**What the task requires**
Could you return the lines below as a JSON array of strings, one string per line, skipping any blank lines?

**Material supplied**
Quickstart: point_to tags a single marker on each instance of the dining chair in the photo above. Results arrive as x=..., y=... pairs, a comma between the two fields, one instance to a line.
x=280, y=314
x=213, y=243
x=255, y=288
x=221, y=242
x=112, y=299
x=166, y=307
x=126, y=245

**Response**
[
  "Quickstart: point_to tags a single marker on each instance of the dining chair in the photo above. Results arrive as x=..., y=... pairs, a comma between the two fields, one instance to a line.",
  "x=280, y=314",
  "x=213, y=243",
  "x=255, y=288",
  "x=221, y=242",
  "x=112, y=299",
  "x=166, y=307",
  "x=126, y=245"
]